§ **TEXT SECTION**
I’m not going to attempt to provide a summary of twelve years at Cafe Brazil, 256 K’Rd., Newton, Auckland, and I hate the fact that I find myself incapable of making a full account, with particulars. Neither a brief eulogy nor a fat history will do. What is worth recording in the life of a cafe? The purely fortuitous, which was in every hour, and the simply habitual, which placed it all in parentheses. This is the trouble. To do Brazil put life on the outside of it. And a certain amount of life got lived beyond the indoors bracket of the barrel vault that hung over our heads for those twelve years.

What would be doing it justice? The life inside? Over the timespan, which is not vast, the changes seem geological. They are at least generational. When we closed, 30 September, 2007, our youngest employee was nineteen and therefore seven when we opened, in September, 1995. I consider it now, in the middle of saying goodbye to a twenty-three-year-old tobacco habit, and finding it difficult to set one word after another, and I can’t see a way of making sense of it … exactly to its merit. It was to the last absurd. Like anything really worthwhile.

I can tell you what I thought we were doing when we did this or that, when we opened the doors for the first time. No. I can tell you everything but that. We opened the doors, that is, we lifted the roller-door, and a world came in. We were almost looking in the opposite direction when it happened. The cafe filled and stayed full for a dozen years. That the world which entered identified itself with Brazil or ended up identifying itself with Brazil, yes, we were aware of and culpable for to the extent that we noticed but refused to reduce Brazil to whatever journey, whatever trip, they were on or we were on; culpable, because, speaking from here, beyond the limit, over the fucking edge, we looked elsewhere than Brazil for getting satisfaction. Did I miss it? Some of it, definitely. Do I miss it? I miss having missed some of it.

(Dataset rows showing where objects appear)
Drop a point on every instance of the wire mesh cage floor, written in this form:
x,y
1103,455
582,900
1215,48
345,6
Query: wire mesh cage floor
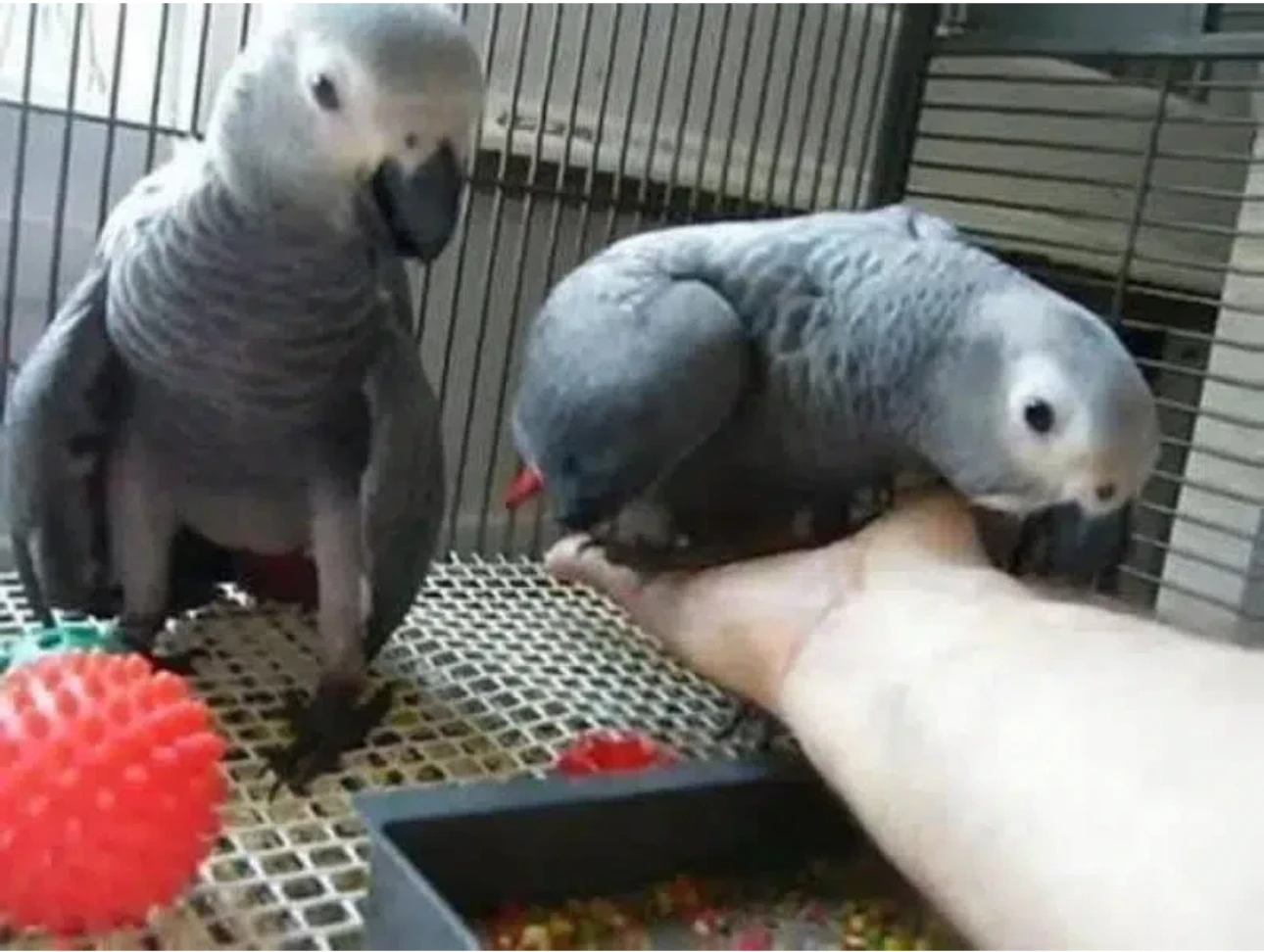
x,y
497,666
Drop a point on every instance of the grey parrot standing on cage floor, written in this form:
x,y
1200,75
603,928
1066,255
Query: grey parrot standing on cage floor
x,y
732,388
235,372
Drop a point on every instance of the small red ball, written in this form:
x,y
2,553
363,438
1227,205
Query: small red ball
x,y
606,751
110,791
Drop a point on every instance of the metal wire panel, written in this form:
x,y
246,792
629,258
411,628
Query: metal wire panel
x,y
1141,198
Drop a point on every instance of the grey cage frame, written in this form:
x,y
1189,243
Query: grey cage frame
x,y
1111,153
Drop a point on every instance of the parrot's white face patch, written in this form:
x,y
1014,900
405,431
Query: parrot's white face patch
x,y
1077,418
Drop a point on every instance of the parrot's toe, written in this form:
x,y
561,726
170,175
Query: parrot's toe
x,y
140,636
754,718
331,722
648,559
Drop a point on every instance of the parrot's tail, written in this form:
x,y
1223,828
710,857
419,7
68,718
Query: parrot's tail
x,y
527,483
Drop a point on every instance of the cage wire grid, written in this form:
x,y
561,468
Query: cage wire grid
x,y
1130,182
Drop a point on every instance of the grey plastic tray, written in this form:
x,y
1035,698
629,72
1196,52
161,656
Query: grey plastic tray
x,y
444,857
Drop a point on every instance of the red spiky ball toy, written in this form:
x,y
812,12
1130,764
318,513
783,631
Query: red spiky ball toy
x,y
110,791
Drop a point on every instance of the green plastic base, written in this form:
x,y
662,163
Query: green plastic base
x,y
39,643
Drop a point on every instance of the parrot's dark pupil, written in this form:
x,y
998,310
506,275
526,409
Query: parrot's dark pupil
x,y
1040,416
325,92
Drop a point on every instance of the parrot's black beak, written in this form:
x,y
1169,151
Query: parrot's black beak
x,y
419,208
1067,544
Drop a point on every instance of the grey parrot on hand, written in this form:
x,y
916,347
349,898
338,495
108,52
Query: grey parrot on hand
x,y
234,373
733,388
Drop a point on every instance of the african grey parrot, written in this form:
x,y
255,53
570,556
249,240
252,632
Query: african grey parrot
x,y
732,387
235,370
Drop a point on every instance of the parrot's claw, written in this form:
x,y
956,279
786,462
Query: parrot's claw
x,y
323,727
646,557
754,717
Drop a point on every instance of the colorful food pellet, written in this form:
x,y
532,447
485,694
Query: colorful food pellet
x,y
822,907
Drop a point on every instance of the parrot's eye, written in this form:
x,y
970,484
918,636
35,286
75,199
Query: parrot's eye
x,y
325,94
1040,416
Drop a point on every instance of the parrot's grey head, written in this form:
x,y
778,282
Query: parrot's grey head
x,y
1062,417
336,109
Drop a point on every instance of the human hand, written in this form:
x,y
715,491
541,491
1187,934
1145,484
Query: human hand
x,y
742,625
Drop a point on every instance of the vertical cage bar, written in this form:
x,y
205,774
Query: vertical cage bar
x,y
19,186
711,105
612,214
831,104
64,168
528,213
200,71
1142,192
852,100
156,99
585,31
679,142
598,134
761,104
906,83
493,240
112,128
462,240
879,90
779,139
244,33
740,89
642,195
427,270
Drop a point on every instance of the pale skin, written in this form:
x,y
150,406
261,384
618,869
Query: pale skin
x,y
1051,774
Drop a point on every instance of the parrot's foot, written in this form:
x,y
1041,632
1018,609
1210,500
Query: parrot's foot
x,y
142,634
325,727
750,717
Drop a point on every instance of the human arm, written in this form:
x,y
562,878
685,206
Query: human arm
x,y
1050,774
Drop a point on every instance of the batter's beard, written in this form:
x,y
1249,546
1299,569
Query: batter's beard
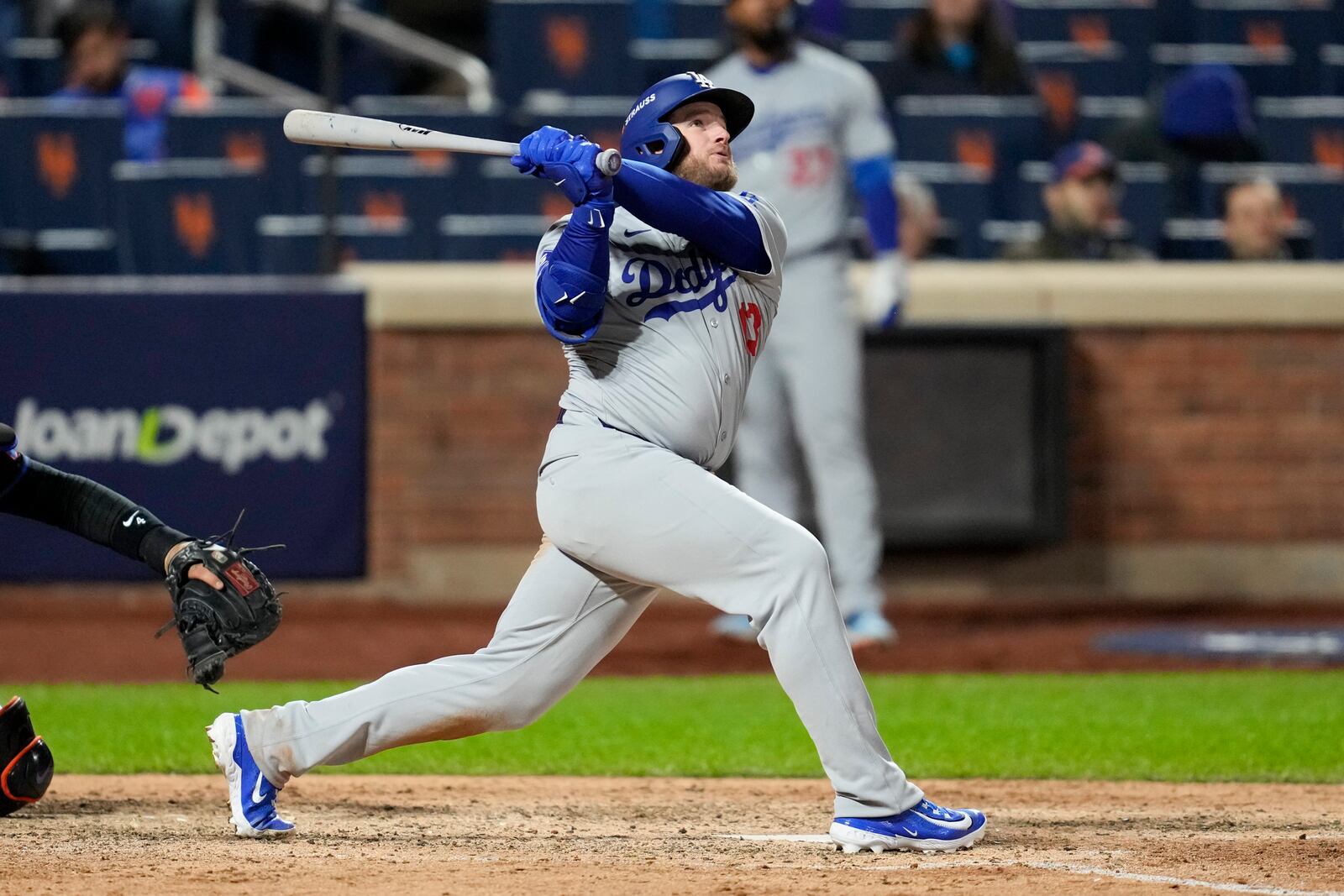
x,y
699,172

§ **WRITTEN REQUEST 1**
In the passage about Cafe Brazil, on what date did the cafe close?
§ **WRITTEN REQUEST 2**
Write the next part of the passage about Cafe Brazil, picking up after its final sentence.
The data has no role in this.

§ **RIGHT ANSWER 1**
30 September, 2007.

§ **RIGHT ANSWER 2**
I think I should qualify the statement that we were aware of the communitarian aspect to Brazil: about halfway through our tenure, the business went soft-focus, not that the profit motive had really ruled beforehand, but the service aspect, service in the old black-and-white-tv sense – like I heard an early BBC World Service statement today, saying, Don’t expect too much. The stories aren’t going to be good or even interesting – the service we were became a despite-ourselves. We didn’t set up to make or serve a scene; we didn’t in the end make or serve a scene: we did better than that, we were the future.

I think I should qualify the statement that we were the future. Something or nothing could be made of our name. Terry Gilliam’s vision advanced into the past. I remember how pasty-faced brit 1984 looked beside it, although I’d loved John Hurt since I, Claudius. Brazil was an issue. Many delightful people were appalled; many despicable people delighted, as Robert David MacDonald wrote in an altogether different but contiguous culture, and at our beginning as at our end.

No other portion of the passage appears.